### [Problem requirements]
No pictures belong in the copy. Restate the rest of the data exactly.

[[ Extracted material, beginning ]]

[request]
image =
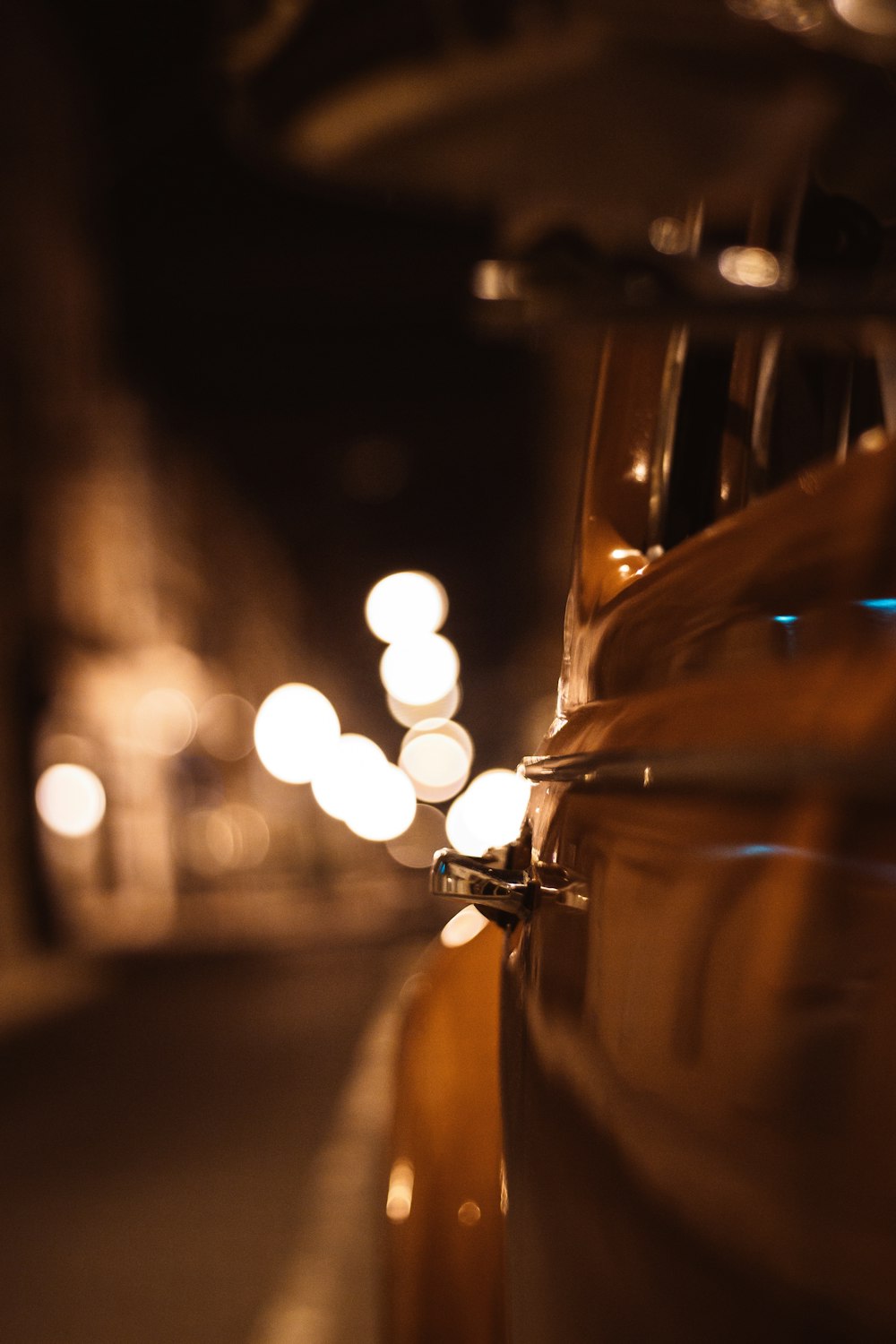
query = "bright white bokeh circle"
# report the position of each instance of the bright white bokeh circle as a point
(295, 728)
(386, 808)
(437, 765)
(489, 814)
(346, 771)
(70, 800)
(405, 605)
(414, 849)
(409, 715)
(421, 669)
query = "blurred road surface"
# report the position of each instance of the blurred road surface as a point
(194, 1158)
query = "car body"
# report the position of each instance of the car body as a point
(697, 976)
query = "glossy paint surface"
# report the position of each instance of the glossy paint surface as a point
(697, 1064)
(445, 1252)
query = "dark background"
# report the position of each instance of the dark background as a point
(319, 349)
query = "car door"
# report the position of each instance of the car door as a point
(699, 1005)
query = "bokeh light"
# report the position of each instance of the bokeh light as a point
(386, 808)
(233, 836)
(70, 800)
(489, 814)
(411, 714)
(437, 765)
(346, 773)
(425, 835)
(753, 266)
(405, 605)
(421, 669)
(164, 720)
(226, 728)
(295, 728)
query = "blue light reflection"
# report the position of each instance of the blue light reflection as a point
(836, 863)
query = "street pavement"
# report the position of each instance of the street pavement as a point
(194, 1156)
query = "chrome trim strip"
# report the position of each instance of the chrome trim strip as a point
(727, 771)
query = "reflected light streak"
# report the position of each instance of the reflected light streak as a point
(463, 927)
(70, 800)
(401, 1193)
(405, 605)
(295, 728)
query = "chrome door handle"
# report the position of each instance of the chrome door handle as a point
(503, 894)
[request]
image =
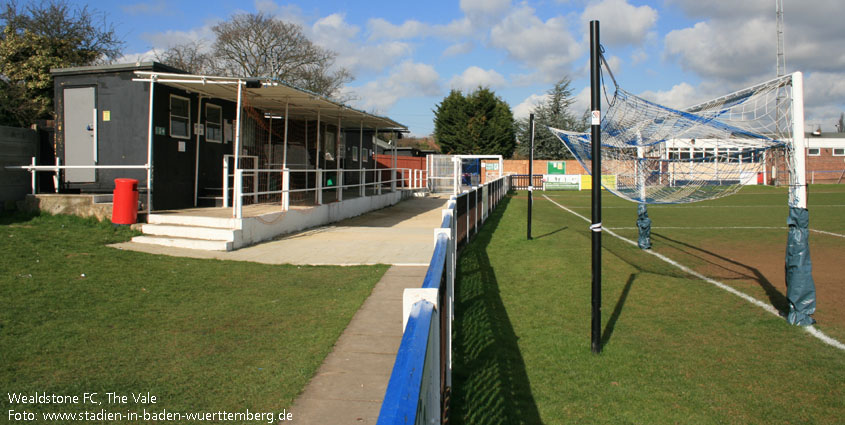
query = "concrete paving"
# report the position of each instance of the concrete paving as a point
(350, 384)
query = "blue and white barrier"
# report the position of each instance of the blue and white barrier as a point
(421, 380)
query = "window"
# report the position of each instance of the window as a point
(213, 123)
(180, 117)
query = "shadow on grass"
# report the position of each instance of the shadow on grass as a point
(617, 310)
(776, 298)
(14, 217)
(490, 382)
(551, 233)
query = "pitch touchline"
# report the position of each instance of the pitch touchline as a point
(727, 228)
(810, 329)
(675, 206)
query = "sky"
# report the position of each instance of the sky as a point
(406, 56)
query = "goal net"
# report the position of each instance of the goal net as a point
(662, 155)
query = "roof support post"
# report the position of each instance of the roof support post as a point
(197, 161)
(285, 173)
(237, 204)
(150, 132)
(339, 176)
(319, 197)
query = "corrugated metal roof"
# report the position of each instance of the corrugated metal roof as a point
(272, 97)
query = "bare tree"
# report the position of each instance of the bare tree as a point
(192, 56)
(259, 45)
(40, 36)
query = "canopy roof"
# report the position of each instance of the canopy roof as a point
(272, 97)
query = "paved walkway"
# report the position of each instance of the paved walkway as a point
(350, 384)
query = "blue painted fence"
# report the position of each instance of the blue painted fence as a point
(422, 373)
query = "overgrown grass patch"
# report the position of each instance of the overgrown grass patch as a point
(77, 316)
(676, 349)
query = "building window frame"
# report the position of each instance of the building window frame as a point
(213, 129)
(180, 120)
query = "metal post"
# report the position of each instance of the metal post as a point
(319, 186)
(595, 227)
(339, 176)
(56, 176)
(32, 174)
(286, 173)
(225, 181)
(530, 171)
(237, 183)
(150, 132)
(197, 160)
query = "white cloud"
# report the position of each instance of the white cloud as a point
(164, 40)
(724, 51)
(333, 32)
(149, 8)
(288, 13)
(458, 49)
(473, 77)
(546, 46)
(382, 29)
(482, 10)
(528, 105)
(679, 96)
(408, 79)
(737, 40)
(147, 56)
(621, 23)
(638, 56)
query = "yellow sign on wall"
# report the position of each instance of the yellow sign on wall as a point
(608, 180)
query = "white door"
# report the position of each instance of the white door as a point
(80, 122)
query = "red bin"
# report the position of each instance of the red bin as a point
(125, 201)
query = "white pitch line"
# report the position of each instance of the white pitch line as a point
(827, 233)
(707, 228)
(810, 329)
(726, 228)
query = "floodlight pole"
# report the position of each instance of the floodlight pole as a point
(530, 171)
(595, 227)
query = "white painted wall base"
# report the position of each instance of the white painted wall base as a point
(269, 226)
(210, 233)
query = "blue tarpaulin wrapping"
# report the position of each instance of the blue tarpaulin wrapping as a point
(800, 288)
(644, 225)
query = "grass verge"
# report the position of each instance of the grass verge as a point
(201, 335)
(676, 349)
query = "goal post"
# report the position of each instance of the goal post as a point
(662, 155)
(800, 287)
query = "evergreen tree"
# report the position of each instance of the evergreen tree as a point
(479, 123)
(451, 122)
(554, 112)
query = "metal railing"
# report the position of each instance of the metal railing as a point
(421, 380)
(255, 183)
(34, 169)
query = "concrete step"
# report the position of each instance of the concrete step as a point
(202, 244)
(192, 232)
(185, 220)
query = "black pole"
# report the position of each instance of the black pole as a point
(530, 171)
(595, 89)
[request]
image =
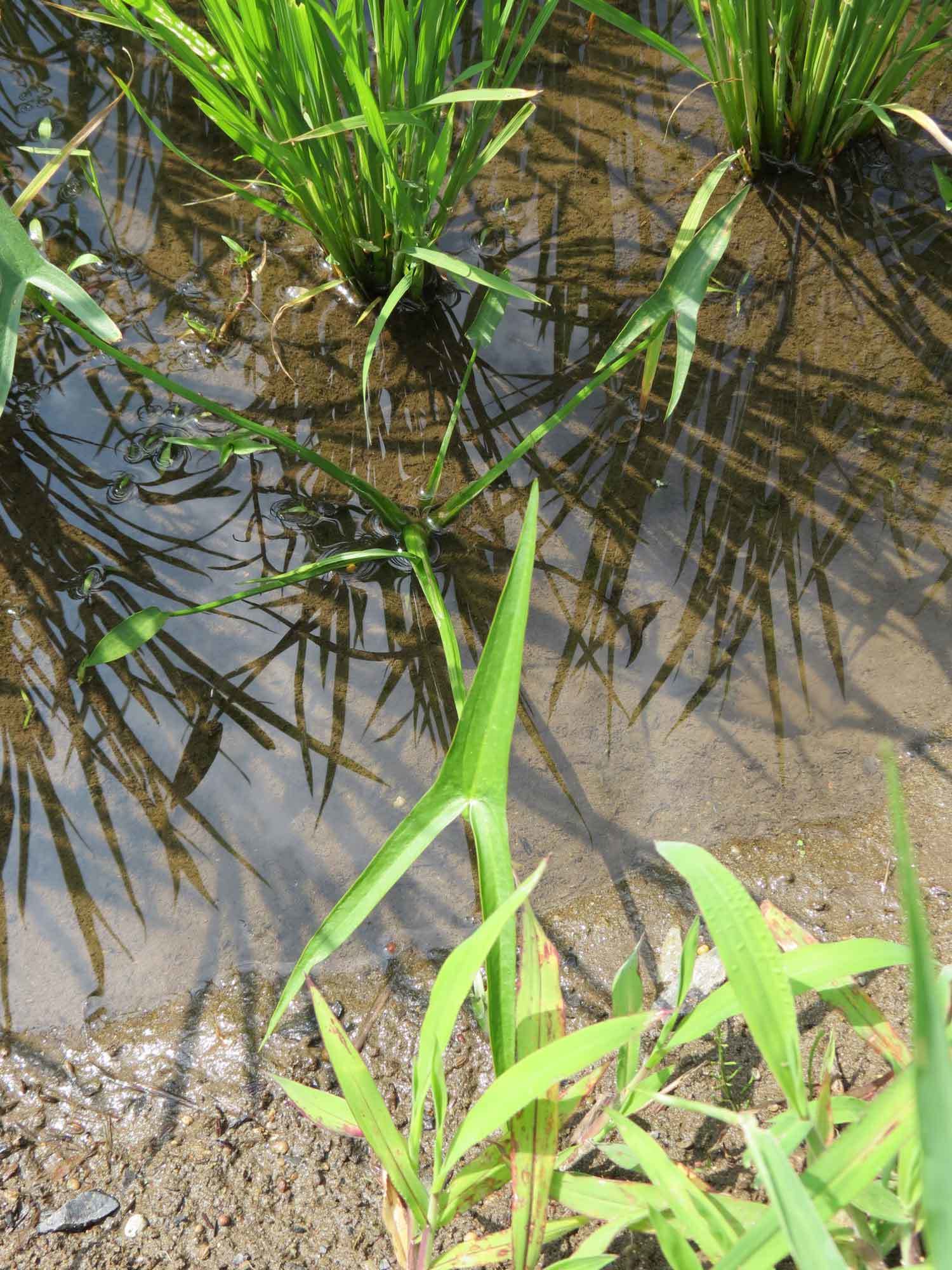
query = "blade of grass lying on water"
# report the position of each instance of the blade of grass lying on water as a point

[[ Extracted material, end ]]

### [Solution to this exercise]
[request]
image =
query = "bright white bokeh circle"
# report the position of each instance of the bright white bokeh circle as a point
(295, 728)
(386, 808)
(437, 765)
(489, 814)
(346, 771)
(70, 800)
(405, 605)
(414, 849)
(409, 715)
(421, 669)
query = "blurred road surface"
# report the position of each instance of the blurred road surface as a point
(194, 1158)
query = "car body"
# report the position of each instance of the car body as a point
(697, 976)
query = "glossy paint surface"
# report the position of each instance of the glossy paint surface as a point
(697, 1064)
(445, 1252)
query = "dark background"
# report the position of each instance of the dark background as a point
(319, 349)
query = "car door"
# report the position of each instance of the car door as a point
(699, 1005)
query = "bokeh light"
# report the position of each instance of the bokeh light as a point
(386, 808)
(233, 836)
(70, 800)
(489, 814)
(411, 714)
(437, 765)
(346, 773)
(425, 835)
(753, 266)
(405, 605)
(421, 669)
(164, 720)
(226, 728)
(295, 728)
query = "blue light reflection"
# report the position of each instance of the blue light reflection as a point
(836, 863)
query = "street pavement"
# report the position of each instance of the street pavement as a point
(194, 1156)
query = "chrome trim strip"
# report the position of each instance of the chrome trim strip as a point
(727, 771)
query = "reflected light streak"
# report the position of each instance of the reflected light streak as a point
(463, 927)
(70, 800)
(401, 1193)
(405, 605)
(295, 728)
query = "chrome door handle"
# report the position of each instance of the chrome door handle as a point
(503, 894)
[request]
image =
query = "concrete paving"
# report the position of each instance of the concrete paving as a point
(350, 384)
query = "blue and white barrier"
# report the position of each instance of the blue and white barrier as a point
(421, 380)
query = "window"
# report the position of each instance of the window as a point
(213, 123)
(180, 117)
query = "shadow on grass"
# report the position of each instance of the shadow on grass as a point
(617, 310)
(776, 298)
(14, 217)
(490, 382)
(551, 233)
query = "pitch touchline"
# report the position of each instance of the pitch touchline as a point
(727, 228)
(810, 329)
(675, 206)
query = "sky"
# report the position of each instance of the sky as a point
(406, 56)
query = "goal net"
# report the position of each instance of the goal net as a point
(662, 155)
query = "roof support post"
# report the position of each instance of the roof support post as a point
(197, 161)
(285, 173)
(237, 204)
(150, 132)
(339, 176)
(319, 197)
query = "corrugated metal roof"
# report the position of each instance of the corrugated metal roof as a point
(272, 97)
query = "bare tree"
# report the position of each instance of the bare tree as a point
(192, 56)
(259, 45)
(40, 36)
query = "canopy roof"
# report the position of each instance of the canopy roof as a point
(272, 97)
query = "paved walkway"
# report the position of each instance of the paved walkway as a point
(350, 384)
query = "blue painted fence"
# report the position of each instance of the blue painted fence as a point
(422, 373)
query = "overgrown grass patch"
# report the position of each instance of the overgrown grass patch as a point
(77, 316)
(676, 349)
query = "building window frame"
# report the position of each instance of the building window frame as a point
(213, 129)
(180, 120)
query = "metal post"
# report the position of each instance of the metal post as a point
(319, 186)
(595, 227)
(339, 176)
(56, 176)
(32, 174)
(286, 173)
(225, 181)
(530, 171)
(237, 183)
(150, 132)
(197, 160)
query = "white cloud"
# report the position of each instance of the white cloud as a point
(164, 40)
(724, 51)
(333, 32)
(149, 8)
(288, 13)
(458, 49)
(473, 77)
(546, 46)
(382, 29)
(482, 10)
(528, 105)
(679, 96)
(408, 79)
(737, 40)
(147, 56)
(621, 23)
(638, 56)
query = "yellow sign on wall"
# report the position of each instance of the yellow sign on wall as a point
(608, 180)
query = "white door"
# report the position of each instance of the white door as a point
(80, 122)
query = "red bin"
# report the position of each instance of the red bin as a point
(125, 201)
query = "white pitch line"
# report the position of each instance of the white pitch line as a point
(827, 233)
(707, 228)
(810, 329)
(726, 228)
query = "floodlight pole"
# report the position of each instance of the floodlight pole as a point
(530, 171)
(595, 227)
query = "white painted wall base"
# report the position of each instance of the white painted wall base as a point
(269, 226)
(210, 233)
query = "blue tarpaulin wrapping"
# report the position of each instance of the blue tarpaulin wrapping as a point
(800, 288)
(644, 225)
query = "grass verge"
# report the position of each instance of the grass verge as a point
(201, 335)
(676, 349)
query = "goal post"
# report the position of each instance of the goal post as a point
(662, 155)
(800, 287)
query = "evergreen tree"
# report the position of each instance of the evergreen tree as a point
(479, 123)
(451, 122)
(554, 112)
query = "metal railing"
# report the position of each instance of the metal railing as a point
(421, 380)
(255, 183)
(34, 169)
query = "concrete step"
# report the position of each instance of the concrete step as a point
(202, 244)
(192, 232)
(185, 220)
query = "black pole"
# report the position of each instance of the black pole as a point
(530, 171)
(595, 89)
[request]
image =
query = "blade of grass lying on water"
# report the position of each instance of the blade of grass lying on water as a point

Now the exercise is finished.